▶ [DIRECTIONS]
(A) Please say whether each statement agrees with the pull request description, answering yes or no and quoting the deciding words: (i) before this change, optimizeMaskToEVL converted every widened load, store or reduction whether or not it used the header mask; (ii) the change merges the reversed and non-reversed load/store transforms into one pattern; (iii) the patch touches three files.
(B) Return the passage of the pull request description from "This PR rewrites" up to and including "insertions(+), 64 deletions(-)", copied word for word.
____ TEXT EXTRACT
Currently in optimizeMaskToEVL we convert every widened load, store or reduction to a VP predicated recipe with EVL, regardless of whether or not it uses the header mask.

So currently we have to be careful when working on other parts VPlan to make sure that the EVL transform doesn't break or transform something incorrectly, because it's not a semantics preserving transform. Forgetting to do so has caused miscompiles before, like the case that was fixed in #113667

This PR rewrites it to work in terms of pattern matching, so it now only converts a recipe to a VP predicated recipe if it uses the header mask.

It also splits out the load/store transforms into separate patterns for reversed and non-reversed, which should make #146525 easier to implement and reason about.

After this the transform should be a true optimisation and not change any semantics, so it shouldn't miscompile things if other parts of VPlan change.

This fixes #152541, and allows us to move addExplicitVectorLength into tryToBuildVPlanWithVPRecipes in #153144
---
 .../Transforms/Vectorize/VPlanPatternMatch.h  |  76 +++++++++-
 .../Transforms/Vectorize/VPlanTransforms.cpp  | 134 ++++++++++--------
 2 files changed, 146 insertions(+), 64 deletions(-)

diff --git a/llvm/lib/Transforms/Vectorize/VPlanPatternMatch.h b/llvm/lib/Transforms/Vectorize/VPlanPatternMatch.h
index 1ec6ae677374c..f9d8d2f0856e1 100644
--- a/llvm/lib/Transforms/Vectorize/VPlanPatternMatch.h
+++ b/llvm/lib/Transforms/Vectorize/VPlanPatternMatch.h
@@ -242,7 +242,8 @@ struct Recipe_match {
     if constexpr (std::is_same<RecipeTy, VPScalarIVStepsRecipe>::value ||
                   std::is_same<RecipeTy, VPCanonicalIVPHIRecipe>::value ||
                   std::is_same<RecipeTy, VPDerivedIVRecipe>::value ||
-                  std::is_same<RecipeTy, VPWidenGEPRecipe>::value)
________
____ DATASET CONTENT
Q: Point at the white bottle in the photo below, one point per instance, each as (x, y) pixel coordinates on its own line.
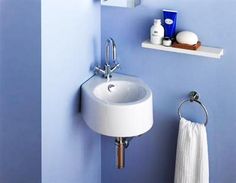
________
▶ [COMPLETE ANSWERS]
(A)
(i) Yes: "we convert every widened load, store or reduction to a VP predicated recipe with EVL, regardless of whether or not it uses the header mask"
(ii) No: "It also splits out the load/store transforms into separate patterns for reversed and non-reversed"
(iii) No: "2 files changed, 146 insertions(+), 64 deletions(-)"

(B)
This PR rewrites it to work in terms of pattern matching, so it now only converts a recipe to a VP predicated recipe if it uses the header mask.

It also splits out the load/store transforms into separate patterns for reversed and non-reversed, which should make #146525 easier to implement and reason about.

After this the transform should be a true optimisation and not change any semantics, so it shouldn't miscompile things if other parts of VPlan change.

This fixes #152541, and allows us to move addExplicitVectorLength into tryToBuildVPlanWithVPRecipes in #153144
---
 .../Transforms/Vectorize/VPlanPatternMatch.h  |  76 +++++++++-
 .../Transforms/Vectorize/VPlanTransforms.cpp  | 134 ++++++++++--------
 2 files changed, 146 insertions(+), 64 deletions(-)